Work to complete
Please carry on the article about the virus attacking West Africa's cacao trees, starting right after its last sentence.

Extract to read
== Segment start ==
Viruses don’t just target humans . . . because apparently, CHOCOLATE is facing its own COVID-19-like pandemic right now.

A viral disease is ravaging the cacao trees in West Africa, where more than half the world’s chocolate originates.  This is in Ghana and the Ivory Coast.

It’s called the “cacao swollen shoot virus disease” . . . or CSSVD . . . and it spreads thanks to the mealybugs that feed on the trees.

Once infected, the plant exhibits symptoms like . . . swelling of the stems and roots, red veins on immature leaves, and the cacao pod shrinking.  (It’s unclear if they lose their sense of smell and taste.)  (???)

Experts estimate that CSSVD caused harvest losses of 15% to 20% in Ghana.  Which may not seem like a lot, but they’ve lost “more than 254 MILLION cacao trees in recent years.”

Fighting the virus has been tough . . . mostly because the mealybugs have become highly resistant to pesticides.

But there is hope . . . thanks to vaccines.  Seriously.

Scientists have begun inoculating crops with CSSVD vaccines.  They do work . . . but the problem is they’re expensive, and many of these farmers are low-paid.
== Segment end ==
Listed records
== Segment start ==
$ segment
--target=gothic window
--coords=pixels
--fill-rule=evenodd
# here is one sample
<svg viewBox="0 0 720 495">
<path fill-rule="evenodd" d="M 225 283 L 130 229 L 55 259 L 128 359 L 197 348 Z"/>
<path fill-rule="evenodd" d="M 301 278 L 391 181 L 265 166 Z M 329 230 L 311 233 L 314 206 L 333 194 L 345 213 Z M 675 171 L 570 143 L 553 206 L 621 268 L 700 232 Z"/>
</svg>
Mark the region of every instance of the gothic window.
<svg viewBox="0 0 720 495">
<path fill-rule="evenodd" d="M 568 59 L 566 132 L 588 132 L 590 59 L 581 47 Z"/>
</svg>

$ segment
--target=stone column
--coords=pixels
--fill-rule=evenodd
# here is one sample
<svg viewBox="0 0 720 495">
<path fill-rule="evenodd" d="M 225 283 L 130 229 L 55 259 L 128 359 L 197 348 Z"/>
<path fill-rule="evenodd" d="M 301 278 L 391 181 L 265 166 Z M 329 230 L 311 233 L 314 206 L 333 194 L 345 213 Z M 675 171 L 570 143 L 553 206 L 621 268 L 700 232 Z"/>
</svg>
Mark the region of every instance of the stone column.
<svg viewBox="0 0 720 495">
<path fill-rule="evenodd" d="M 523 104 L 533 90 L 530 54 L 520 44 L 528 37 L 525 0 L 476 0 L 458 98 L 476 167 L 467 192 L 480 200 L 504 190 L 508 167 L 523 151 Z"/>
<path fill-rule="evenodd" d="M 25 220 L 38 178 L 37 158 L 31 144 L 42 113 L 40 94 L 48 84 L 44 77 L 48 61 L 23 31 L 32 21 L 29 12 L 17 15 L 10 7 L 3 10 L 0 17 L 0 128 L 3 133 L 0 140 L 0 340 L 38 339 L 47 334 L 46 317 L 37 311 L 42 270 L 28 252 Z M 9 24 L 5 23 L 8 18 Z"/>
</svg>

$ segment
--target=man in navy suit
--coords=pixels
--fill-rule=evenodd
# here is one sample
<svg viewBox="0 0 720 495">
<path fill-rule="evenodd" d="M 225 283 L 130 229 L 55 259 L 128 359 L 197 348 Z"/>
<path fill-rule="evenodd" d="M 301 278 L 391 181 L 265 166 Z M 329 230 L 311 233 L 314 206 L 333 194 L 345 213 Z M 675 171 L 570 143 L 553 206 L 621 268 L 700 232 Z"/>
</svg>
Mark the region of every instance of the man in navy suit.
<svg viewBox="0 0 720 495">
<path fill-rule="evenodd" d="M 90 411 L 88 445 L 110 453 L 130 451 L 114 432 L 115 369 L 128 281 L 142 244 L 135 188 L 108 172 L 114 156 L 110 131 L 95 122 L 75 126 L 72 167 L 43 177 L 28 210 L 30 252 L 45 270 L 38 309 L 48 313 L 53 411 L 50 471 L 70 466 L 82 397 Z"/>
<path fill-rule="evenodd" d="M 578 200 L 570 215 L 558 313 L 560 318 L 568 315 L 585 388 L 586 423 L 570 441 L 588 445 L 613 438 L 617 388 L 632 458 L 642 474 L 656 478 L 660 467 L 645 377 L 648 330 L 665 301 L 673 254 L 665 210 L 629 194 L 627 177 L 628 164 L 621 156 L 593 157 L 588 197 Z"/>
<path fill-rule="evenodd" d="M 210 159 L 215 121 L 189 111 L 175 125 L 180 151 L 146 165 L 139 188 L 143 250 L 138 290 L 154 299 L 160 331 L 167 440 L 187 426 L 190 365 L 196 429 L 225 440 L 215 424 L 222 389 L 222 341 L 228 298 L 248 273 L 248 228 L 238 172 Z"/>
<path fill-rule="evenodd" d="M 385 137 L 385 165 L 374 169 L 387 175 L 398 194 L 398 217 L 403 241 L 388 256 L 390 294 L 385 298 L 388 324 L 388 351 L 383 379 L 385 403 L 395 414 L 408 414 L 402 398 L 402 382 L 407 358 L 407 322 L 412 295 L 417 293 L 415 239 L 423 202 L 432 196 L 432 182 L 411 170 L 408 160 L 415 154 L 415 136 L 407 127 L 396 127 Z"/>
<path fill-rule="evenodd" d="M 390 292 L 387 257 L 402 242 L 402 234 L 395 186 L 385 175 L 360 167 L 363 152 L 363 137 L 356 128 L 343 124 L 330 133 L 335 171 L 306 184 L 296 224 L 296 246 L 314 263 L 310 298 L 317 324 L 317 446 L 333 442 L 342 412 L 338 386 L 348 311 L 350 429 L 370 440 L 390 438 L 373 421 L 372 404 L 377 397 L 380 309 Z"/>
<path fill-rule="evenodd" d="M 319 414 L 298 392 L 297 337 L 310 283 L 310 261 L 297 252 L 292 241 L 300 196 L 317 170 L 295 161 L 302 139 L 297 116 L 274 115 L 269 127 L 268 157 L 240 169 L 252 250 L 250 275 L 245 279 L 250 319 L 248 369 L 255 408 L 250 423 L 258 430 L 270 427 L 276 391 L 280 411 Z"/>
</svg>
== Segment end ==
Result for this task
The main question you’re probably asking is:  Okay, so will this REALLY impact the availability of chocolate?  (Because I’m KINDA addicted.)

It’s hard to say . . . but the “New York Post” is sounding the alarm.  An expert says, “This virus is a real threat to the global supply of chocolate.”  And the “Post” says you might want to “stock up while you can.”

This isn’t the only issue:  The chocolate industry has already been dealing with supply chain disruptions . . . because climate change is causing poor harvests that have jacked up prices.  So, some of the companies that process cacao haven’t been able to afford the beans.